Data provided:

========================================================================

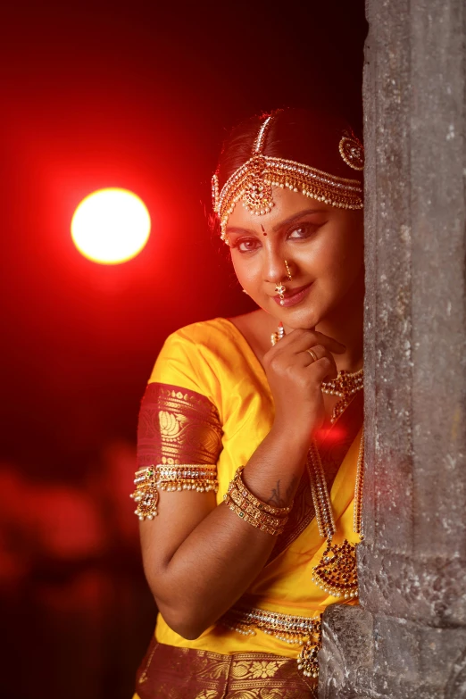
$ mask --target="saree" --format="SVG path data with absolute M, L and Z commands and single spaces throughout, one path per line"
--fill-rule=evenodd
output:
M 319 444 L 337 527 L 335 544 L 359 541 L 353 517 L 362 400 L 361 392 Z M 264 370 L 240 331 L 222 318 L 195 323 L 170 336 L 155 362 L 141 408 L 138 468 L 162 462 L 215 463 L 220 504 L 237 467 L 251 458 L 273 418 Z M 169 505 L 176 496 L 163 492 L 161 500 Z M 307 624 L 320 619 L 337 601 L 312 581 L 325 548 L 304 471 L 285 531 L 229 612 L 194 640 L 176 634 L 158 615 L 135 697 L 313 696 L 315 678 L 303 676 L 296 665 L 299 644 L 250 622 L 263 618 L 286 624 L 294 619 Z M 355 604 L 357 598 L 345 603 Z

========================================================================

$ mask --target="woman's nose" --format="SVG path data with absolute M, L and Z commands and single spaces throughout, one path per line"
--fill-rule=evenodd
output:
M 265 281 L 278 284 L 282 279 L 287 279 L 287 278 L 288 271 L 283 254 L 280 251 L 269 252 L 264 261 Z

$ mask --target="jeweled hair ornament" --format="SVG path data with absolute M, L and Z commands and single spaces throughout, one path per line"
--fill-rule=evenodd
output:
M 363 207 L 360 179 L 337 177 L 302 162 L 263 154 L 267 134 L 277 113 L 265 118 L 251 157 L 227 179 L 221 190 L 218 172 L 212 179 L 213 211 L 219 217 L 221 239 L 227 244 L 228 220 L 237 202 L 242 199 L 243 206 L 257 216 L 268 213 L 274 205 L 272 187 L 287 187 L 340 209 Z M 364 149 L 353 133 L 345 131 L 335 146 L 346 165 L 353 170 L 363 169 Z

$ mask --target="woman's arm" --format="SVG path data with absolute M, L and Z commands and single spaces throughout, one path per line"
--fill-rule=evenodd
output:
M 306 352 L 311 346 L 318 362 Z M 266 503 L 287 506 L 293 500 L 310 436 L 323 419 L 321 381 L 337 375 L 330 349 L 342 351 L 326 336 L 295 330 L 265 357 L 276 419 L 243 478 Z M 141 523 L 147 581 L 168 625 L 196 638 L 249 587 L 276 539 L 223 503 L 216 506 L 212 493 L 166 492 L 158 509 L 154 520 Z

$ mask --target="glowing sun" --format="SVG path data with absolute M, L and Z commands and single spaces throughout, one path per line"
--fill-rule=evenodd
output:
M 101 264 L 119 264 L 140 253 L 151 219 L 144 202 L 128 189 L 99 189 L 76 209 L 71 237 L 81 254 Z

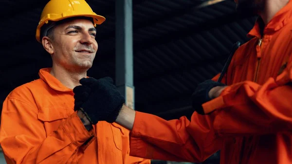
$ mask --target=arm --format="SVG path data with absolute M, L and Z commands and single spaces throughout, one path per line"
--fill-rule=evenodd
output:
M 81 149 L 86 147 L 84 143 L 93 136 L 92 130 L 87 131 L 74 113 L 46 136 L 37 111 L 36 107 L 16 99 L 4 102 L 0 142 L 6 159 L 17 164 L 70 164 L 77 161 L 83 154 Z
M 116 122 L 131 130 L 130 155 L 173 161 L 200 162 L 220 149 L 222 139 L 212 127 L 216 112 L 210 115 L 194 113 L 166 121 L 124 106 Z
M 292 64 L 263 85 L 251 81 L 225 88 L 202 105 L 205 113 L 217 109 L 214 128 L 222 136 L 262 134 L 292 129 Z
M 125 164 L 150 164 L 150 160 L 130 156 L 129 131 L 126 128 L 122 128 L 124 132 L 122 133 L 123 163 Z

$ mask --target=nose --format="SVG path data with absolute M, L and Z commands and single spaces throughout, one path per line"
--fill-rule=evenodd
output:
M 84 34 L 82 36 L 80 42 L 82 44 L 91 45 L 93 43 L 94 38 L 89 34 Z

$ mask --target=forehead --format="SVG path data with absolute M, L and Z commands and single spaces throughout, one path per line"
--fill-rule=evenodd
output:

========================================================================

To be done:
Copy out every line of the data above that contains the string "with".

The completed task:
$ mask --target="saree" --format="SVG path data with absolute M, L and Z commands and single spaces throughout, one path per line"
$ mask --target="woman's nose" --format="SVG path data with absolute M, L and Z commands and single spaces throughout, one path per line"
$ mask --target="jeweled hair ornament" --format="SVG path data with absolute M, L and Z commands and single spaces throughout, one path per line"
$ mask --target="woman's arm" --format="SVG path data with absolute M, L and Z commands and single spaces throughout, one path per line"
$ mask --target="glowing sun" --format="SVG path data with absolute M, L and Z commands and single spaces throughout, one path per line"
$ mask --target=arm --format="SVG path data with absolute M, L and Z commands and single spaces throughout, one path per line"
$ mask --target=nose --format="SVG path data with absolute M, L and Z commands and single spaces throughout, one path per line"
$ mask --target=forehead --format="SVG path data with absolute M, L and Z commands and single spaces throughout, one path per line"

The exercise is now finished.